▶ _Supplied text_:

◆ ◆ ◆ ◆ ◆

However, more recently, new outbreaks have been reported worldwide by the Centers for Disease and Control, including in Vietnam, Thailand, India and Angola, with some of these being introduced as a result of the epidemic in the Americas.
Could Zika transmission be ongoing in the Americas?
These observations prompted Nathan Grubaugh (Yale School of Public Health) and colleagues to investigate whether significant transmission of Zika virus could still be ongoing in the Americas, despite there having been almost no reporting of cases.
As the larger Zika epidemic in the Americas appeared to be waning towards the end of 2016, we became interested in understanding whether the epidemic was truly gone or whether 'hidden' transmissions could still be occurring,"
Scott Michael, co-author from Florida Gulf Coast University.
New approach to Zika detection
For the study, Grubaugh and team combined travel surveillance, local case reporting and genomic sequencing of the virus from infected travellers to identify any outbreaks that had gone unreported.
“Our analyses utilize the relationships between local cases and travel surveillance from non-Cuba countries, in combination with travel volumes and travel associated cases from Cuba,” writes the team.
Other studies have used travelers to estimate local case numbers from other viral diseases based on the assumption that locals and travelers are at the same risk of being infected. The authors say that may have been the correct approach for estimating outbreaks of influenza and Middle East respiratory syndrome, for example. However, their study found that, for Zika, data on disease onset based on locals and travelers is correlated, but that incidence rates varied by orders of magnitude.
The authors say this suggests that public health systems vary in their ability to detect Zika cases and/or that infection risk differs between locals and travelers: “Our approach of using the relationship between local and travel incidence data from locations with local reporting as a calibration might be a more accurate method for reconstructing Zika outbreaks than using travel incidence alone.”
Large Zika outbreak went undetected in Cuba
Using the new approach, the team revealed a large Zika outbreak in Cuba that had not been reported to the Pan American Health Organization or any other public health agency and was therefore went undetected by the international community.
The authors showed that the outbreak in Cuba peaked in 2017, when the epidemic was waning in the rest of the Americas and they estimate that it was at least as vast as those seen in neighboring countries.
By recalibrating the dynamics of recent Zika, dengue, and chikungunya outbreaks across the Caribbean, the researchers found that the Zika outbreak in Cuba was delayed by a full year.
By genome sequencing the virus directly from infected travelers, they found that the virus was slow to establish itself in Cuba, with many introductions of the virus from other Caribbean islands fueling the outbreak at a later stage.
The teams thinks the delay was probably caused by a successful, country-wide vector control campaign that had taken place in Cuba in 2016.
"We show that the 2017 Zika outbreak was sparked by long-lived lineages of Zika virus introduced a year prior," says Grubaugh. "Our data suggest that while mosquito control in Cuba may initially have been effective at mitigating Zika virus transmission, such measures may need to be maintained to be effective."
The researchers say the study demonstrates a framework for how travel surveillance and genomic epidemiology could be used for surveillance in the future to detect silent outbreaks of emerging infections and to reconstruct transmission dynamics when local reporting is absent, withheld, or otherwise insufficient.
“By combining data and resources across multiple scales, we can thus develop surveillance frameworks to uncover epidemiological dynamics of emerging, re-emerging, and endemic infectious diseases across the world,” they conclude.

◆ ◆ ◆ ◆ ◆

▶ _Data section_:
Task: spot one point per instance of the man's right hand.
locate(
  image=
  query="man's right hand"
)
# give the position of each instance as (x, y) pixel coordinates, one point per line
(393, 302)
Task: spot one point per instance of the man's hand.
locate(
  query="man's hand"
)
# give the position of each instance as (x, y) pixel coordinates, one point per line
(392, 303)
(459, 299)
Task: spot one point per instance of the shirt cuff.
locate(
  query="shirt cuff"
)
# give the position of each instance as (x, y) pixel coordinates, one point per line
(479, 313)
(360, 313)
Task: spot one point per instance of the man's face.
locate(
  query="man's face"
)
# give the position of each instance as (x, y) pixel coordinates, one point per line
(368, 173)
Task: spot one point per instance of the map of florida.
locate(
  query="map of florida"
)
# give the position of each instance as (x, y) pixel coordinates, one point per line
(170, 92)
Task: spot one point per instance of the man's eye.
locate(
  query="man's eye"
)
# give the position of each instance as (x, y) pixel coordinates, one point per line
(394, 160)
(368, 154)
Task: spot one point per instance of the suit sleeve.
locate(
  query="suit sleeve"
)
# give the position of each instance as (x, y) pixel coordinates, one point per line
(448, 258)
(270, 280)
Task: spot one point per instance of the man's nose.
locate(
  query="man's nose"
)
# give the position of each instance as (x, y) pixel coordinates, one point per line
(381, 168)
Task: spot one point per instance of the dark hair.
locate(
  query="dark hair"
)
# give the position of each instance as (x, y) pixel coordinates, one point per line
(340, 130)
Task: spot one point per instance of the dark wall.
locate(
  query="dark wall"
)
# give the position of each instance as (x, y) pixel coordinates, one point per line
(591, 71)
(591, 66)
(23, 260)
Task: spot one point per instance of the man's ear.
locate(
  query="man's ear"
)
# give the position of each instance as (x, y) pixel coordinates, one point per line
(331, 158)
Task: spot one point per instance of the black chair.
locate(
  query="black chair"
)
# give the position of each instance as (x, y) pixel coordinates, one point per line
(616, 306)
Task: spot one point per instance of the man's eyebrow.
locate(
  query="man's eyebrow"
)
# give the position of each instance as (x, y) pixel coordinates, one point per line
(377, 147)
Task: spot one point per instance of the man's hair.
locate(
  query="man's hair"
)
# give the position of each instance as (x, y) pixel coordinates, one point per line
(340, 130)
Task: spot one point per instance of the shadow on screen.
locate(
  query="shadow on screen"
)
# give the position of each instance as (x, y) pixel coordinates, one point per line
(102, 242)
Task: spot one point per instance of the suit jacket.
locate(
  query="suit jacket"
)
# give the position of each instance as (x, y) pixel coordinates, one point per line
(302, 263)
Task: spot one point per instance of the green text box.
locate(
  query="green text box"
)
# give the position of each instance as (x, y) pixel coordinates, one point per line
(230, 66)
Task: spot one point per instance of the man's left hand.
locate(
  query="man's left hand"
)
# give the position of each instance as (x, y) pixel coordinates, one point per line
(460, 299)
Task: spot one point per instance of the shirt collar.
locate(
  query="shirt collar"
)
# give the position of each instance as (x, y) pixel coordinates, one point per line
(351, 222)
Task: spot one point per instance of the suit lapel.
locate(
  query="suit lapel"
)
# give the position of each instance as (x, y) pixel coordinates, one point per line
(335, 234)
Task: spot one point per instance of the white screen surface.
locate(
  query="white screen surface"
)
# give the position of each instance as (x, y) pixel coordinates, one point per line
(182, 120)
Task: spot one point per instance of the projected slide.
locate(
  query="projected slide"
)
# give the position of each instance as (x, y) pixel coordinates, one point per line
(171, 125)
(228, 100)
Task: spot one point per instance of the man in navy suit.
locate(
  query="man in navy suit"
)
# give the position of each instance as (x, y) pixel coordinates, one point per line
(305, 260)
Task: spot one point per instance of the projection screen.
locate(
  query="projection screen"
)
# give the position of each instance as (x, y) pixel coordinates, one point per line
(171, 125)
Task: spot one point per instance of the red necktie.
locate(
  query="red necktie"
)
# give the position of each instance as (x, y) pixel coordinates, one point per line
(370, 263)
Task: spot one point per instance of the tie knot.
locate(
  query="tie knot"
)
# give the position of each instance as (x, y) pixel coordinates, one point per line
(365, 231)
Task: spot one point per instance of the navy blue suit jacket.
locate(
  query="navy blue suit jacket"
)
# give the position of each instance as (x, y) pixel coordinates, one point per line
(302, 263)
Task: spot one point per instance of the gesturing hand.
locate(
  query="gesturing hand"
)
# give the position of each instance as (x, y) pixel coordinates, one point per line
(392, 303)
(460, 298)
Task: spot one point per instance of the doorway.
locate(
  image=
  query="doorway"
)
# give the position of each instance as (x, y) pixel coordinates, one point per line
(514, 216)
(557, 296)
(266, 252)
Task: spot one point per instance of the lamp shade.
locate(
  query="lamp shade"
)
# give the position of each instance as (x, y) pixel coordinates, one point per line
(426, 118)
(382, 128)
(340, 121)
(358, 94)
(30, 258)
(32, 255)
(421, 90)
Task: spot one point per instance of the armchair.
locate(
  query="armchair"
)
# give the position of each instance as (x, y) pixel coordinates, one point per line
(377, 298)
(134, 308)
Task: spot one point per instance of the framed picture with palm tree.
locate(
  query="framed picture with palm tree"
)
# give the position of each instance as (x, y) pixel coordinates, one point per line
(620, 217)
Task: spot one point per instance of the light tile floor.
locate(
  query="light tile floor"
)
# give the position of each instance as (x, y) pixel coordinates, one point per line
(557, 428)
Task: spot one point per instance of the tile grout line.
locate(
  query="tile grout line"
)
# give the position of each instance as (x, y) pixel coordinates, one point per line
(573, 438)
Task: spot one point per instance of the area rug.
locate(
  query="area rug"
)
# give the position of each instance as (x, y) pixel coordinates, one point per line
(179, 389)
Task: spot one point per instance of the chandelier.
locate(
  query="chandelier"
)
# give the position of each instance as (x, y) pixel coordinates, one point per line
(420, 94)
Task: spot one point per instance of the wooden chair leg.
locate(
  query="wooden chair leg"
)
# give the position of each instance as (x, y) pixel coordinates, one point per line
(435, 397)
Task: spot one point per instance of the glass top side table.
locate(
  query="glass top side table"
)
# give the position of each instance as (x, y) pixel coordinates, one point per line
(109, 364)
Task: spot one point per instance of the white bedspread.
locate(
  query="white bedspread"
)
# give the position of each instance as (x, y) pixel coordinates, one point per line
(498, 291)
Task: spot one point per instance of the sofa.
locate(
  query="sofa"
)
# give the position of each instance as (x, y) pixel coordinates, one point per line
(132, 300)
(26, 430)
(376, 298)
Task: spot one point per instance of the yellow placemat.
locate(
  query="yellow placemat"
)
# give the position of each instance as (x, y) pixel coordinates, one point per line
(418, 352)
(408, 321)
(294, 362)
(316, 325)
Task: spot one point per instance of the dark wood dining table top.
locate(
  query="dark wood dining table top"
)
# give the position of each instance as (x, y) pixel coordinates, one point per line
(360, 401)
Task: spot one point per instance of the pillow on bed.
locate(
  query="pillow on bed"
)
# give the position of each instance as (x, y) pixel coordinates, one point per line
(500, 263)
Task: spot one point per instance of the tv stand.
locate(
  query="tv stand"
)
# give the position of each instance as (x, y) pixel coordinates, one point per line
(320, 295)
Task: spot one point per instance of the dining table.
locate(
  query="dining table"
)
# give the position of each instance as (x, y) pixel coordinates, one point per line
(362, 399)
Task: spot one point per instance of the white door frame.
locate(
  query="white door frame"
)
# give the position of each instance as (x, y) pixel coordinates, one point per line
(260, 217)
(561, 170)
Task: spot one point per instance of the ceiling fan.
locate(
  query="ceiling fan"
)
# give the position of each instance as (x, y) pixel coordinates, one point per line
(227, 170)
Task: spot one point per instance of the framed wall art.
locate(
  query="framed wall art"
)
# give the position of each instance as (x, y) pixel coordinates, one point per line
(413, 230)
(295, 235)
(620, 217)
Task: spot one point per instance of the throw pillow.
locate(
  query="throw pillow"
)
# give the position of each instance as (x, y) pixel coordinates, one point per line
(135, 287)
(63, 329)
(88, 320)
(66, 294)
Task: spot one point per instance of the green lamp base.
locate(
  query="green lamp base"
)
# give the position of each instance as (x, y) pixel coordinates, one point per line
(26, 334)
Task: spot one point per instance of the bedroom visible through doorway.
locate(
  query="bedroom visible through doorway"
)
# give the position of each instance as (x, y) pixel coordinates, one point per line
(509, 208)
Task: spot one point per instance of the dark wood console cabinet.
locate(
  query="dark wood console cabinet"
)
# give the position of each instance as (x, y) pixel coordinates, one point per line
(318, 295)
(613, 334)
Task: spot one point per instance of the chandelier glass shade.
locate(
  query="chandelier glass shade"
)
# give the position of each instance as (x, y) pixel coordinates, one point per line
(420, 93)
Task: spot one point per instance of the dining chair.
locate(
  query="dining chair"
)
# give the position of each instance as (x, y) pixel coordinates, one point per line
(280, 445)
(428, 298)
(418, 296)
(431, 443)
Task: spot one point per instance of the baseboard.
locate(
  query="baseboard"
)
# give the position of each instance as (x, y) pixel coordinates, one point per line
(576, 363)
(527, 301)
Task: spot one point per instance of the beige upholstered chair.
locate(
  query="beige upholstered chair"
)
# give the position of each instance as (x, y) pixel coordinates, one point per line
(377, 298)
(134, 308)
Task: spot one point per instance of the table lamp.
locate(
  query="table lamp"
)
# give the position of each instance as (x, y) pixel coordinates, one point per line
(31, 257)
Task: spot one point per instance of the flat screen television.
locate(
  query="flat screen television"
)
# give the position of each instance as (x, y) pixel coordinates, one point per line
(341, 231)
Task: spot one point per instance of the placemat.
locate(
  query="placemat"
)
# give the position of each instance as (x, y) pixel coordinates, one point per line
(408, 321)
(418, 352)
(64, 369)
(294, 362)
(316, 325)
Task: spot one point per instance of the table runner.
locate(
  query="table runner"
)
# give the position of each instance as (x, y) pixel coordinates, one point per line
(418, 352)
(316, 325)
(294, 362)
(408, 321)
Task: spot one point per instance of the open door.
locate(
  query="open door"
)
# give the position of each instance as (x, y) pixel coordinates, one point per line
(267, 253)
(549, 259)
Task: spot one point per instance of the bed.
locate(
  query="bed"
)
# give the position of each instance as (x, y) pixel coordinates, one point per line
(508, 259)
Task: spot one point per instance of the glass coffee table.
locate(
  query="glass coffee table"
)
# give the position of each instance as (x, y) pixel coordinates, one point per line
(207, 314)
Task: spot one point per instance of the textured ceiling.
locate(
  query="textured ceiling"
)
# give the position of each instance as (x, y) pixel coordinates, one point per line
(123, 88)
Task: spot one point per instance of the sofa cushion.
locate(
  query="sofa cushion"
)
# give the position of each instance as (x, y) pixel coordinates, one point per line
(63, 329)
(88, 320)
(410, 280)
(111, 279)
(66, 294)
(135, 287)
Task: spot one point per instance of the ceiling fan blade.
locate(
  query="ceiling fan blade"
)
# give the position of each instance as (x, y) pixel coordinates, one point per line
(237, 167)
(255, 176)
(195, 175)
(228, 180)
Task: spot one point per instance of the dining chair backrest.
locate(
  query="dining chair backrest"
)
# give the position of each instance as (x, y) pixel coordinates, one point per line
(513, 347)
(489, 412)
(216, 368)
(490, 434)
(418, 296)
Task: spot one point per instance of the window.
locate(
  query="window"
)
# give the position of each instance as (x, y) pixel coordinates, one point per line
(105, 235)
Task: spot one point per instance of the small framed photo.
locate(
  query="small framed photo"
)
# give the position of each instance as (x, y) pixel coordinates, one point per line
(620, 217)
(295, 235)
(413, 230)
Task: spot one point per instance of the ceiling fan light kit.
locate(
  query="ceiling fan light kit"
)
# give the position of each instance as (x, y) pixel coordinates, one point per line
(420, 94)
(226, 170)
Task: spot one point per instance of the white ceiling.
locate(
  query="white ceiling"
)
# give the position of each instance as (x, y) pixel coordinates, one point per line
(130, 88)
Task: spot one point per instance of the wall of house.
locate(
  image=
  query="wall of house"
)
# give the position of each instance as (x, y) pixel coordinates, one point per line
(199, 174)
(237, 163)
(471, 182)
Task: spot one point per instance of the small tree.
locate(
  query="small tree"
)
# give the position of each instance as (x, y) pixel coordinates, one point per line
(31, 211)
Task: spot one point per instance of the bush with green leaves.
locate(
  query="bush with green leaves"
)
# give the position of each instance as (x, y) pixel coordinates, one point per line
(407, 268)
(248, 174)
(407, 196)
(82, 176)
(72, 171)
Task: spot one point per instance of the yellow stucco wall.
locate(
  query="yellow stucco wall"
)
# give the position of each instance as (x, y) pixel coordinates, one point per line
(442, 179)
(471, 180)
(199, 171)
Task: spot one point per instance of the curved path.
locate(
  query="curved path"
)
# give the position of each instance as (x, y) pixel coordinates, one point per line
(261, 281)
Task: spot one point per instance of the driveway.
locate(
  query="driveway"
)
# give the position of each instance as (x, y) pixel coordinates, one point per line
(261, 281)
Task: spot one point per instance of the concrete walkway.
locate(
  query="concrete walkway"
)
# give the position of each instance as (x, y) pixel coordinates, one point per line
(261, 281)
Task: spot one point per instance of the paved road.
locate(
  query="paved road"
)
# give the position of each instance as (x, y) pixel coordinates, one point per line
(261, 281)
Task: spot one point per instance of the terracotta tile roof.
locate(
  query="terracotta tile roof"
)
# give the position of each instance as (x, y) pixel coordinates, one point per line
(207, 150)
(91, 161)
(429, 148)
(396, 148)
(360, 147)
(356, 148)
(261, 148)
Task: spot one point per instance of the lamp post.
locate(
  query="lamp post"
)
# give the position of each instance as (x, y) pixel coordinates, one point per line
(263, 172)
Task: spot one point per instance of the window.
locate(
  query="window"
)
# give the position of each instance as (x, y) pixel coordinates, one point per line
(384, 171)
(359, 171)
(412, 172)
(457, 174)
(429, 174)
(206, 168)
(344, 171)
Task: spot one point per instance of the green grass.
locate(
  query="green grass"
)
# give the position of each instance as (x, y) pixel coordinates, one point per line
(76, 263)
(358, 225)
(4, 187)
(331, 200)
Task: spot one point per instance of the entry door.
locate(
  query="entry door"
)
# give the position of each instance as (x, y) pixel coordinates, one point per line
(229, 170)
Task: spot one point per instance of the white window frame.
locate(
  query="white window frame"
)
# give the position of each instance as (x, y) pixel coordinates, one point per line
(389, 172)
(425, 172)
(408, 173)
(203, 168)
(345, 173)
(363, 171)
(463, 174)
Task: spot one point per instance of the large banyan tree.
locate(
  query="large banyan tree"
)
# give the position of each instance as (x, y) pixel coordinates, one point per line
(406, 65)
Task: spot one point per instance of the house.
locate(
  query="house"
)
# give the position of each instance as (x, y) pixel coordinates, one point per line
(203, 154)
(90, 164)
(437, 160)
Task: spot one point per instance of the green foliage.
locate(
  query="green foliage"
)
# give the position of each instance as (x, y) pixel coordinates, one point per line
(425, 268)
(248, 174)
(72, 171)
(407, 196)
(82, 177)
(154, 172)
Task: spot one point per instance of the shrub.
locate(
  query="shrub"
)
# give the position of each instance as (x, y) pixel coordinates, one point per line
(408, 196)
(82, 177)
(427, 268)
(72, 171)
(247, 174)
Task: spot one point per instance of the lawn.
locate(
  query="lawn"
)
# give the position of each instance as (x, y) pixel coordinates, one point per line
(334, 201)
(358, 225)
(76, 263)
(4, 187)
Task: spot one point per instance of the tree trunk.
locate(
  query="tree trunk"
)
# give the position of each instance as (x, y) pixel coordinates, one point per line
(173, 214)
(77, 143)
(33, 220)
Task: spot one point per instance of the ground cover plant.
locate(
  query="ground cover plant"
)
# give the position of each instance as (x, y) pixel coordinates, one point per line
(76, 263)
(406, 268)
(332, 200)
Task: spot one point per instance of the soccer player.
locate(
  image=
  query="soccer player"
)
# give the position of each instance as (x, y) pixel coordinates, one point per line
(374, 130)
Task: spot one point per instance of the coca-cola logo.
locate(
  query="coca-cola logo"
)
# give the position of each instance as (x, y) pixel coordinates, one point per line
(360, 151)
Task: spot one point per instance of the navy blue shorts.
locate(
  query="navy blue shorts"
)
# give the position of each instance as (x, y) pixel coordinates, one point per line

◆ ◆ ◆ ◆ ◆

▶ _Task to carry out_:
Print the part of the Zika report above from "By genome sequencing" to "a later stage.", word for word.

▶ _Result for this task_:
By genome sequencing the virus directly from infected travelers, they found that the virus was slow to establish itself in Cuba, with many introductions of the virus from other Caribbean islands fueling the outbreak at a later stage.